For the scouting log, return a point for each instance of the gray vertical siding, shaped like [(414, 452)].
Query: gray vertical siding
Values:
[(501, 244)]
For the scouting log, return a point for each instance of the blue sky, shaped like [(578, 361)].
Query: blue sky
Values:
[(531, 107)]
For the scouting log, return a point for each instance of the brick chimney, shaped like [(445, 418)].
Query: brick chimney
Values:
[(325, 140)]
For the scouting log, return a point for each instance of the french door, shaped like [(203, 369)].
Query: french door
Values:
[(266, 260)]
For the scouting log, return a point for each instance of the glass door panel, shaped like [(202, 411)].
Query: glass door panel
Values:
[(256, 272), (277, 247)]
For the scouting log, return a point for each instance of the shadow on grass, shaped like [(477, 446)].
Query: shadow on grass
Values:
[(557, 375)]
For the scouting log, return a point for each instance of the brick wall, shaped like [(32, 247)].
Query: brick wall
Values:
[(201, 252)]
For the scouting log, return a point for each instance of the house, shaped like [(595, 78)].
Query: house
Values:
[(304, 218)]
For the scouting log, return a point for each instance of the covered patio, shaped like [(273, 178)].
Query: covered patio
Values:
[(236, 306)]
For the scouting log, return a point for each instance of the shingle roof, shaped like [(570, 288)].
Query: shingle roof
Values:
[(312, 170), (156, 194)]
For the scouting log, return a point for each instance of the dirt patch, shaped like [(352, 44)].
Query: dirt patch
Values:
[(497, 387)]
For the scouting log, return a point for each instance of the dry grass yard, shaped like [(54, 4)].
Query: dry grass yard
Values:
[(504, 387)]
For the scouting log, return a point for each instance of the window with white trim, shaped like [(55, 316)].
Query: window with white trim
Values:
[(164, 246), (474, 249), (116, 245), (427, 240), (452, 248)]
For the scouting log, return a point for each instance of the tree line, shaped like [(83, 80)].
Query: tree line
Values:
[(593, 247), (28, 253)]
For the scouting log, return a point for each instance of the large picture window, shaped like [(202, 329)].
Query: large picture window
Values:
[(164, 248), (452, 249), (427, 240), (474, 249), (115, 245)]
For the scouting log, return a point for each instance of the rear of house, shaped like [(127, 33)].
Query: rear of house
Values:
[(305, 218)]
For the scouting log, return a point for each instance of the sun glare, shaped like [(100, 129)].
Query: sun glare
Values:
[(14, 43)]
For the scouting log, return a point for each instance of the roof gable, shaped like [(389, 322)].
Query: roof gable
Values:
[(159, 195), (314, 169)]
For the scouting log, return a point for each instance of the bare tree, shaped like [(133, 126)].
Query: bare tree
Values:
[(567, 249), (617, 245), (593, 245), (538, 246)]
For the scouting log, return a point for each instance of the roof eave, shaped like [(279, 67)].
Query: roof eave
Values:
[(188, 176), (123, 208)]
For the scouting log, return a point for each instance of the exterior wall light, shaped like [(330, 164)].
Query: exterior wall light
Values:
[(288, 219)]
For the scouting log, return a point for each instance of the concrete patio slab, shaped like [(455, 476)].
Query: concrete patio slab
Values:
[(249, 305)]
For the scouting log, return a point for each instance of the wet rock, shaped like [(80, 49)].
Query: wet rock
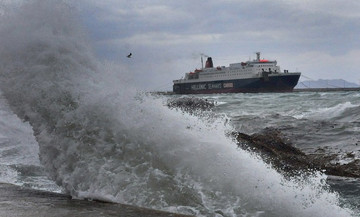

....................

### Exercise goal:
Determine how many of the lines above hold the word "siding", and output that number by itself.

### Answer to the problem:
2